Extract the data exactly, missing nothing.
BEGIN
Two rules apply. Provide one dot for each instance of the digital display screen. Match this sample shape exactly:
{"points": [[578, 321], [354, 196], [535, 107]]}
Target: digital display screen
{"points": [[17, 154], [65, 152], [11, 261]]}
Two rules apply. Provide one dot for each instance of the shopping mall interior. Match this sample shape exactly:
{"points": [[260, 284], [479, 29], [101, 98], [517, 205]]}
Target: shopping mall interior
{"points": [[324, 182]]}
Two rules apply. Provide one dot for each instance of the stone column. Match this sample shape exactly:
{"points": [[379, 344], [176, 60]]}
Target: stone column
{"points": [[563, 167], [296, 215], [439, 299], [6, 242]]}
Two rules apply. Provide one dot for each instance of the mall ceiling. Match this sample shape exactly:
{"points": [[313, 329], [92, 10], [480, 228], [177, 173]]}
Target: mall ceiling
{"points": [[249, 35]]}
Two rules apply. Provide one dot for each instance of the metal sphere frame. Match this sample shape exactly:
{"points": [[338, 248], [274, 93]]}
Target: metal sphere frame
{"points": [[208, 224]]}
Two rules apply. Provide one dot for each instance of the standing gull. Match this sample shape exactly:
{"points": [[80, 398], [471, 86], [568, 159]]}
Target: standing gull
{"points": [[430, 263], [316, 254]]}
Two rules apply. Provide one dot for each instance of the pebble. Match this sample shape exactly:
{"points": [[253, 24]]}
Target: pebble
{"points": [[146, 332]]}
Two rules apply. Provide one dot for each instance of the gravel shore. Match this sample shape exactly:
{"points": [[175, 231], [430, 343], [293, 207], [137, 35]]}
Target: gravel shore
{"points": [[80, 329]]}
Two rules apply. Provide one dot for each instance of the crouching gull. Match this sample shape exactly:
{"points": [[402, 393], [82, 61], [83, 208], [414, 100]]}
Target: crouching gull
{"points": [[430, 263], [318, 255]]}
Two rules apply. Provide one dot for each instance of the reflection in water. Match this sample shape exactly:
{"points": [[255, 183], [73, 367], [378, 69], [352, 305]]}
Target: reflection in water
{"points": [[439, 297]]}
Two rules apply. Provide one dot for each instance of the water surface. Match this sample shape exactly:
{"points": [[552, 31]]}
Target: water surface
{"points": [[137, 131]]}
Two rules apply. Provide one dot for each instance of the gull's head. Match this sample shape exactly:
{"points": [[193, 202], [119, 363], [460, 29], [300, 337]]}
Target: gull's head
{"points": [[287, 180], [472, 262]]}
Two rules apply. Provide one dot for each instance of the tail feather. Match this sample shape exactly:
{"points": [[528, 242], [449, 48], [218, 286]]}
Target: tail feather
END
**RESPONSE TO THIS EXERCISE**
Two rules apply. Provide one dot for each instance of the digital display screen. Match this sample shape exactly:
{"points": [[578, 321], [354, 196], [535, 107]]}
Target: digital display screen
{"points": [[17, 154], [65, 152], [11, 261]]}
Two rules apply. Provide one dot for each instance of the shopping mall interior. Match this sample shape exactly:
{"points": [[260, 284], [479, 29], [101, 98], [517, 205]]}
Target: shopping mall interior
{"points": [[324, 182]]}
Two rules apply. Provide one dot for each instance of the stone column. Match this sample shape exactly:
{"points": [[379, 344], [176, 60]]}
Target: stone column
{"points": [[563, 167], [296, 215], [439, 299], [6, 242]]}
Two rules apply. Provide one dot for each instance of the mall ceiling. Match this sample shape exactly:
{"points": [[313, 329], [92, 10], [480, 228], [177, 173]]}
Target: mall ceiling
{"points": [[249, 35]]}
Two rules apply. Provide one dot for each instance of the metal sphere frame. Match this sample shape exactly:
{"points": [[338, 248], [274, 93]]}
Target: metal sphere frame
{"points": [[208, 224]]}
Two rules apply. Provide one dot for each instance of the standing gull. Match this sample shape exactly:
{"points": [[80, 398], [471, 86], [568, 159]]}
Target: standing gull
{"points": [[430, 263], [316, 254]]}
Two rules apply. Provide one dot for each instance of the pebble. Match this sample shape exactly:
{"points": [[253, 24]]}
Target: pebble
{"points": [[146, 332]]}
Two rules apply. Provide one dot for each instance of the gravel shore. Match this sample shape exactly:
{"points": [[175, 231], [430, 343], [293, 207], [137, 35]]}
Target: gravel shore
{"points": [[80, 329]]}
Two rules apply. Provide one dot for each instance of the crouching gull. Match this sample shape exactly:
{"points": [[402, 393], [82, 61], [83, 208], [414, 100]]}
Target: crouching gull
{"points": [[430, 263], [318, 255]]}
Two rules apply. Provide one dot for each instance of the reflection in water. Match this sample shape exactly:
{"points": [[255, 183], [73, 367], [378, 69], [352, 305]]}
Target: reflection in water
{"points": [[439, 297]]}
Two rules apply. Provide one dot for each instance of the water surface. Match this sample shape exactly:
{"points": [[552, 31]]}
Target: water surface
{"points": [[137, 131]]}
Two rules apply. Provide one dot for each instance of the gull's head. Match this sample shape exactly:
{"points": [[193, 202], [119, 363], [460, 29], [300, 337]]}
Target: gull's head
{"points": [[287, 180], [472, 262]]}
Two rules apply. Provide one dot for each instance of the tail feather. Match this sample shape exactly:
{"points": [[528, 242], [449, 48], [218, 286]]}
Target: tail feather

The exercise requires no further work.